Document segment =

begin

Before joining state government, Krause served for eight years in the United States Army and Tennessee Army National Guard. He completed three combat tours as a member of the 101st Airborne Division and was awarded the Bronze Star Medal during Operation Iraqi Freedom.

An eighth generation Tennessean, Krause earned his bachelor’s degree from Austin Peay State University and master’s in public policy from Vanderbilt University. He and his wife, Chrissi, live in Williamson County and have a young son, Max.

Krause joins THEC on August 1.

State parks to benefit from TN Promise scholars labor

NASHVILLE, Tenn. (AP) — Tennessee Promise scholars can perform community service hours with events planned across the state later this month.

State parks and natural areas are offering the events on July 23 at all 56 parks. The student volunteers can clear brush, limbs and invasive plants; plant flowers; build trails; assist with community events; or maintain historic features.

The Tennessee Department of Environment and Conservation said in a news release the projects are designed to beautify the parks and natural areas and provide meaningful outdoors experiences for the volunteers.

Tennessee Promise provides tuition-free community and technical college to recent high school graduates. This fall, all Tennessee Promise students using the program are required to complete eight hours of community service by Aug. 1.

end

Objectives =
A - Answer these questions from the news excerpt:
(i) How many combat tours did Krause complete, and with which division?
(ii) On what date are the state parks and natural areas offering the volunteer events?
(iii) How many hours of community service must Tennessee Promise students complete this fall, and by what date?
B - Retype part of the news excerpt, starting at the words "Krause joins THEC" and ending after "maintain historic features.".

Listed entries =
begin

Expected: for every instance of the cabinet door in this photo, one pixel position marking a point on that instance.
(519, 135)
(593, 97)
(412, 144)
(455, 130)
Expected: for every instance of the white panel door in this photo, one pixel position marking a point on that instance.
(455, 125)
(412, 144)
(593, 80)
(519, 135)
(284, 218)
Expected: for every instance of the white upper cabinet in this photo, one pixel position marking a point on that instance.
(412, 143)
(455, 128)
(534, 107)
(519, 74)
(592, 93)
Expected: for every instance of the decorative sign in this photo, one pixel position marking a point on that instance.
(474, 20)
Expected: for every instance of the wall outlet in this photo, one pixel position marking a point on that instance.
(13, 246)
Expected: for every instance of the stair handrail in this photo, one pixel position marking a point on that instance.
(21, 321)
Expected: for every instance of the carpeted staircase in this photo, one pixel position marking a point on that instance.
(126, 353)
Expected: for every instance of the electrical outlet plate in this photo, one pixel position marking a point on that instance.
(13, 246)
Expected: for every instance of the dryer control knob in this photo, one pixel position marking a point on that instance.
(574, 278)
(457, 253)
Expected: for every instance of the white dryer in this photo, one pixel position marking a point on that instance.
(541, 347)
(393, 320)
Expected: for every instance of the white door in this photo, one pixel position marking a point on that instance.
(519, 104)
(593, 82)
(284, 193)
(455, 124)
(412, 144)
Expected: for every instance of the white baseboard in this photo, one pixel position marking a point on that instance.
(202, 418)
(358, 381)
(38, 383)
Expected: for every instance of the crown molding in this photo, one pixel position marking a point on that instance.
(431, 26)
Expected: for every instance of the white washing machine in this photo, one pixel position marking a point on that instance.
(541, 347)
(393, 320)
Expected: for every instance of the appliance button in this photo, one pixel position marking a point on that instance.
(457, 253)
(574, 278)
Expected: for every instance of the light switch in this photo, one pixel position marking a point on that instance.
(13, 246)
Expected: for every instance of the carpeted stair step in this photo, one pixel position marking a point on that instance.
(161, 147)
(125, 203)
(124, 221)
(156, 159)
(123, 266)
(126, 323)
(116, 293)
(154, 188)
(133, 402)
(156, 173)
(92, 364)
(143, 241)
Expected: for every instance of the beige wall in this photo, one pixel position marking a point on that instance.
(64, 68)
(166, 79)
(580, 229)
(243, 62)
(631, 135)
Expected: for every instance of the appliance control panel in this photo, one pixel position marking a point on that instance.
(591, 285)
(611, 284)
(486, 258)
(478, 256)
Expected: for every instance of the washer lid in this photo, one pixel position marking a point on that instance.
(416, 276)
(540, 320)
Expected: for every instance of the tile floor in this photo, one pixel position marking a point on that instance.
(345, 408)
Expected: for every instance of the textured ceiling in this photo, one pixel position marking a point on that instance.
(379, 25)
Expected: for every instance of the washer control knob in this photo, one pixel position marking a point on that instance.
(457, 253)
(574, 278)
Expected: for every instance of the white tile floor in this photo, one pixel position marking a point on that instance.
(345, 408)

end
begin

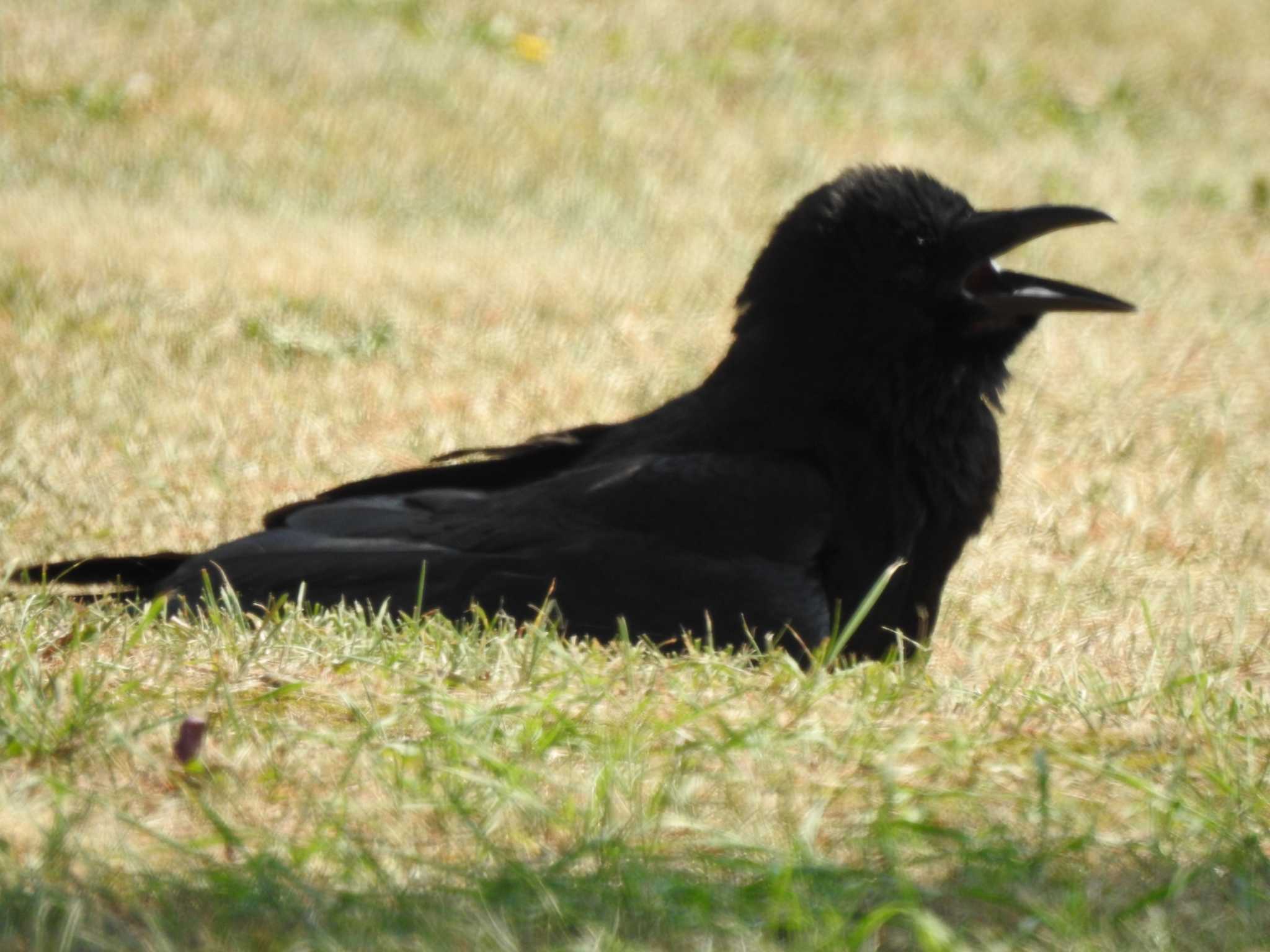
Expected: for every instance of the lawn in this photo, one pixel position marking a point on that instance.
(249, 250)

end

Answer list =
A -
(i) Three, as a member of the 101st Airborne Division.
(ii) July 23.
(iii) Eight hours, by Aug. 1.

B -
Krause joins THEC on August 1.

State parks to benefit from TN Promise scholars labor

NASHVILLE, Tenn. (AP) — Tennessee Promise scholars can perform community service hours with events planned across the state later this month.

State parks and natural areas are offering the events on July 23 at all 56 parks. The student volunteers can clear brush, limbs and invasive plants; plant flowers; build trails; assist with community events; or maintain historic features.